SELECTED PASSAGE:
(begin)
This title may have stopped you in your tracks. A Career Coach telling you that everything isn’t about your career? That your purpose isn’t just found in your job! What is all that about?
If you have spent any time on personal development, the Holy Grail is to find a career that gives you purpose. To find and follow your passion and then discover a way to make money. You may even aspire to this inspirational quote, “Find something you love to do and you’ll never have to work a day in your life” by Harvey Mackay; if you don’t feel you love what you do, you may assume you need to change your career.
A job is something to be enjoyed, not endured. However, it is not the only way to find your purpose.
Let me reframe things for you. Put it into a perspective. I want everyone I work with, and for, to love what they do. However, I don’t always believe that the sense of purpose and passion should be solely within work. When I say work, I mean your time and expertise exchanged with money. At a base level, that is what work is. An agreement and an exchange of value.
I am lucky as my work gives me purpose. As a wide-eyed Psychology graduate, I purposefully found a job in a recruitment consultancy that offered a service that matched my values and ambition. I have been conscious since then to only work with and for people that continue to support those values. On the surface, this seems natural, but it takes lots of self-reflection, encouraged through my employers and continued by my desire to expand my understanding of what I want and where I feel valued.
However, my drive for what I do doesn’t stop when I switch off my emails. Like an intricate web, it expands into the books I read, the places I go, the documentaries I watch and the courses I take. I don’t have a “work persona”; it is all interlinked.
Enough about me, let’s get back to you and the subject in hand.
Anyone else hate the question “What do you do?”
(end)
WRITTEN PROBLEM: Copy out the passage on finding purpose beyond a career word for word, from its first sentence to its last.

DATA RECORDS:
(begin)
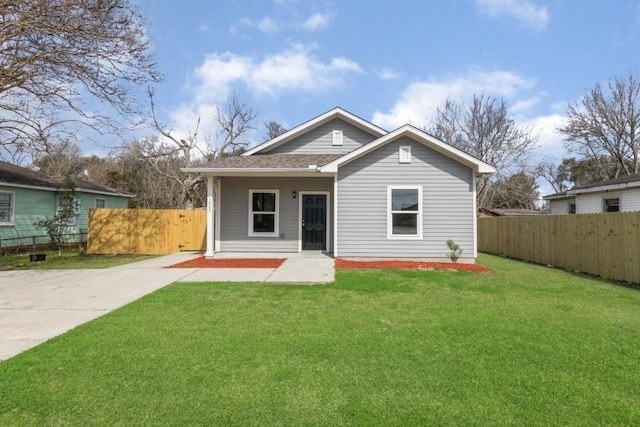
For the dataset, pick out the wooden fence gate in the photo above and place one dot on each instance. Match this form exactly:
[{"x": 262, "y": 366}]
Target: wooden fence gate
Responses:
[{"x": 146, "y": 231}]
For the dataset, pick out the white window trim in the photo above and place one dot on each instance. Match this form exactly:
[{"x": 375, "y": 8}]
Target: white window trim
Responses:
[
  {"x": 77, "y": 204},
  {"x": 276, "y": 225},
  {"x": 404, "y": 154},
  {"x": 611, "y": 197},
  {"x": 337, "y": 137},
  {"x": 11, "y": 220},
  {"x": 390, "y": 234}
]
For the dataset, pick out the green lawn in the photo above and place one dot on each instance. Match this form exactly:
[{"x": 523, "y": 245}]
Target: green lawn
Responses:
[
  {"x": 527, "y": 345},
  {"x": 70, "y": 259}
]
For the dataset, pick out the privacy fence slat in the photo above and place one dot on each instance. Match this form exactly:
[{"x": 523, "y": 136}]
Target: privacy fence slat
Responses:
[
  {"x": 145, "y": 231},
  {"x": 606, "y": 245}
]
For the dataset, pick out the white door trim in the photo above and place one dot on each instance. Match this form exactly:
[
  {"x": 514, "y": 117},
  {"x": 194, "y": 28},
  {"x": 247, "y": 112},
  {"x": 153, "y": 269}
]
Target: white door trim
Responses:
[{"x": 327, "y": 236}]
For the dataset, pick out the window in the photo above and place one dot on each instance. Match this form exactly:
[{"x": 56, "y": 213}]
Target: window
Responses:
[
  {"x": 6, "y": 207},
  {"x": 404, "y": 154},
  {"x": 73, "y": 207},
  {"x": 336, "y": 137},
  {"x": 612, "y": 205},
  {"x": 404, "y": 207},
  {"x": 263, "y": 212}
]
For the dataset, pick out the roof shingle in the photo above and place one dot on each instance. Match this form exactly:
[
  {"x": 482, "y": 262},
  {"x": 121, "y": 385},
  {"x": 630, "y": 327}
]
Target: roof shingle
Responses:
[{"x": 272, "y": 161}]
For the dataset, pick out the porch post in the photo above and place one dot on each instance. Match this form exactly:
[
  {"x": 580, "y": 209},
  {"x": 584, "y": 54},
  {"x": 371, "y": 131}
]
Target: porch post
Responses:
[{"x": 210, "y": 218}]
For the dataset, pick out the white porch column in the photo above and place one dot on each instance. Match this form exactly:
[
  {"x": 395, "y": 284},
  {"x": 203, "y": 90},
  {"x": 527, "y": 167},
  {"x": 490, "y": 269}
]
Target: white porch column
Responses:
[{"x": 211, "y": 212}]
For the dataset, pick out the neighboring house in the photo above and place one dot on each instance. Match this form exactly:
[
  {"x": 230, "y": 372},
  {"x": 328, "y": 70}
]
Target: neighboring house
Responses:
[
  {"x": 342, "y": 185},
  {"x": 27, "y": 196},
  {"x": 615, "y": 195},
  {"x": 485, "y": 213}
]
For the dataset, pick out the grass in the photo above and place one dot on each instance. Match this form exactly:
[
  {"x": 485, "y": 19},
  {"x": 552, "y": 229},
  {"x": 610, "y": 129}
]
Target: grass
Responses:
[
  {"x": 527, "y": 345},
  {"x": 70, "y": 259}
]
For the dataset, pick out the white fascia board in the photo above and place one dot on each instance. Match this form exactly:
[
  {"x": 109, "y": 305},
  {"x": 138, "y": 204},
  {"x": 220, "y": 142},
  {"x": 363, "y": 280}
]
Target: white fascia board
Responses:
[
  {"x": 77, "y": 189},
  {"x": 600, "y": 189},
  {"x": 559, "y": 196},
  {"x": 305, "y": 127},
  {"x": 478, "y": 166},
  {"x": 292, "y": 172}
]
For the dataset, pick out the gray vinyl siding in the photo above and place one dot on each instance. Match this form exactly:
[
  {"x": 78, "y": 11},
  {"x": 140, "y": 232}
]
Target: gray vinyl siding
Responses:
[
  {"x": 320, "y": 140},
  {"x": 447, "y": 205},
  {"x": 234, "y": 213}
]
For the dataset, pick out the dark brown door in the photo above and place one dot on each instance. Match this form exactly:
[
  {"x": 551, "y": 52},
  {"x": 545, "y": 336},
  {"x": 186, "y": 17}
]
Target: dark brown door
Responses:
[{"x": 314, "y": 222}]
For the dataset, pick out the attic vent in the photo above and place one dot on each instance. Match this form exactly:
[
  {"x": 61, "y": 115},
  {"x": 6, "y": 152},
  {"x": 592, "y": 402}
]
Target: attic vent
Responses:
[
  {"x": 404, "y": 154},
  {"x": 337, "y": 137}
]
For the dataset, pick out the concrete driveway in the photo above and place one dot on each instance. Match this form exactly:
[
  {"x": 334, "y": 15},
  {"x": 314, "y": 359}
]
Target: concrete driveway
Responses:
[{"x": 38, "y": 305}]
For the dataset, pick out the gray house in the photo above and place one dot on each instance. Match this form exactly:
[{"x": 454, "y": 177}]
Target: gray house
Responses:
[
  {"x": 342, "y": 185},
  {"x": 620, "y": 194}
]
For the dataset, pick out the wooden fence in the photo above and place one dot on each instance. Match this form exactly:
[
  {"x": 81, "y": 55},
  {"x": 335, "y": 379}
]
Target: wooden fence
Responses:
[
  {"x": 606, "y": 245},
  {"x": 145, "y": 231}
]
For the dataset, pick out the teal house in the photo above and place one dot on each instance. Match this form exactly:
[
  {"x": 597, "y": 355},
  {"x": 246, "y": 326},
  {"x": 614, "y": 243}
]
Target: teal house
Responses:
[{"x": 27, "y": 196}]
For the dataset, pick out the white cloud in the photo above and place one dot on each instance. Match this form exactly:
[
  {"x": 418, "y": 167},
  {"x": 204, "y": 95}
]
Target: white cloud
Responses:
[
  {"x": 293, "y": 69},
  {"x": 266, "y": 24},
  {"x": 388, "y": 74},
  {"x": 419, "y": 102},
  {"x": 317, "y": 21},
  {"x": 525, "y": 11}
]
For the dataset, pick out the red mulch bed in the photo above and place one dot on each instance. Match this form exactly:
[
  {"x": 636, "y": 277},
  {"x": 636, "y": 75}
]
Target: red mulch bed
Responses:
[
  {"x": 202, "y": 262},
  {"x": 410, "y": 265}
]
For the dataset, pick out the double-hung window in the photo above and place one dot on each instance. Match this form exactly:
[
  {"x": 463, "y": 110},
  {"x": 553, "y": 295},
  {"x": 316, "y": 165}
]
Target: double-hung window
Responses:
[
  {"x": 100, "y": 202},
  {"x": 612, "y": 204},
  {"x": 404, "y": 212},
  {"x": 263, "y": 212},
  {"x": 6, "y": 207}
]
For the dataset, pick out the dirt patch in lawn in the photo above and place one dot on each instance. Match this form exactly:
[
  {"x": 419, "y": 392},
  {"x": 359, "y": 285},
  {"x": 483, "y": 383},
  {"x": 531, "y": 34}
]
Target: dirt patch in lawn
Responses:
[
  {"x": 202, "y": 262},
  {"x": 410, "y": 265}
]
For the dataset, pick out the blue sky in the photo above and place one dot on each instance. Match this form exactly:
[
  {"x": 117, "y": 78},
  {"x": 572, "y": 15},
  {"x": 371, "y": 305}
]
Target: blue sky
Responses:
[{"x": 390, "y": 62}]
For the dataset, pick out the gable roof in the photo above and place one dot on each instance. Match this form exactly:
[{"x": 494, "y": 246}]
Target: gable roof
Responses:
[
  {"x": 16, "y": 176},
  {"x": 416, "y": 134},
  {"x": 336, "y": 113},
  {"x": 619, "y": 183}
]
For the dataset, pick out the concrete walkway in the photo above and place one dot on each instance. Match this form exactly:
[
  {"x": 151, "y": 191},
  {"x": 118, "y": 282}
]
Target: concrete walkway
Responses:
[
  {"x": 38, "y": 305},
  {"x": 307, "y": 267}
]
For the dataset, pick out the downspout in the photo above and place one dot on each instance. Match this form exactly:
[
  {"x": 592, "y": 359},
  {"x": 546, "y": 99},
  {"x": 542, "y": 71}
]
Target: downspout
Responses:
[{"x": 211, "y": 212}]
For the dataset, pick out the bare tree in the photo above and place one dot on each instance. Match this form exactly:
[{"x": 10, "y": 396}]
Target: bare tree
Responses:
[
  {"x": 517, "y": 191},
  {"x": 485, "y": 130},
  {"x": 274, "y": 129},
  {"x": 63, "y": 59},
  {"x": 606, "y": 123},
  {"x": 572, "y": 172},
  {"x": 168, "y": 155},
  {"x": 60, "y": 160}
]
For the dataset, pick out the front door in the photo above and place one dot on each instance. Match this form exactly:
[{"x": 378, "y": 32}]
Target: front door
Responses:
[{"x": 314, "y": 221}]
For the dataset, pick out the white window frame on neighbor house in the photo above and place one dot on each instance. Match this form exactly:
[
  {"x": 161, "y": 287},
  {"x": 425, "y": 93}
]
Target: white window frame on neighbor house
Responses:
[
  {"x": 103, "y": 200},
  {"x": 76, "y": 201},
  {"x": 391, "y": 212},
  {"x": 606, "y": 199},
  {"x": 12, "y": 208},
  {"x": 275, "y": 213}
]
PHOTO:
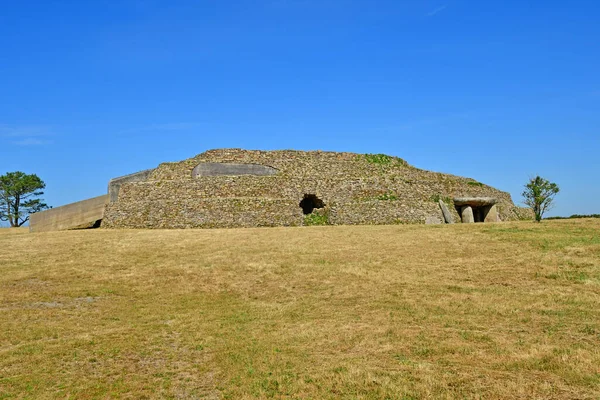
(end)
EXERCISE RESULT:
This title may have stopped you in your tracks. A Career Coach telling you that everything isn’t about your career? That your purpose isn’t just found in your job! What is all that about?
If you have spent any time on personal development, the Holy Grail is to find a career that gives you purpose. To find and follow your passion and then discover a way to make money. You may even aspire to this inspirational quote, “Find something you love to do and you’ll never have to work a day in your life” by Harvey Mackay; if you don’t feel you love what you do, you may assume you need to change your career.
A job is something to be enjoyed, not endured. However, it is not the only way to find your purpose.
Let me reframe things for you. Put it into a perspective. I want everyone I work with, and for, to love what they do. However, I don’t always believe that the sense of purpose and passion should be solely within work. When I say work, I mean your time and expertise exchanged with money. At a base level, that is what work is. An agreement and an exchange of value.
I am lucky as my work gives me purpose. As a wide-eyed Psychology graduate, I purposefully found a job in a recruitment consultancy that offered a service that matched my values and ambition. I have been conscious since then to only work with and for people that continue to support those values. On the surface, this seems natural, but it takes lots of self-reflection, encouraged through my employers and continued by my desire to expand my understanding of what I want and where I feel valued.
However, my drive for what I do doesn’t stop when I switch off my emails. Like an intricate web, it expands into the books I read, the places I go, the documentaries I watch and the courses I take. I don’t have a “work persona”; it is all interlinked.
Enough about me, let’s get back to you and the subject in hand.
Anyone else hate the question “What do you do?”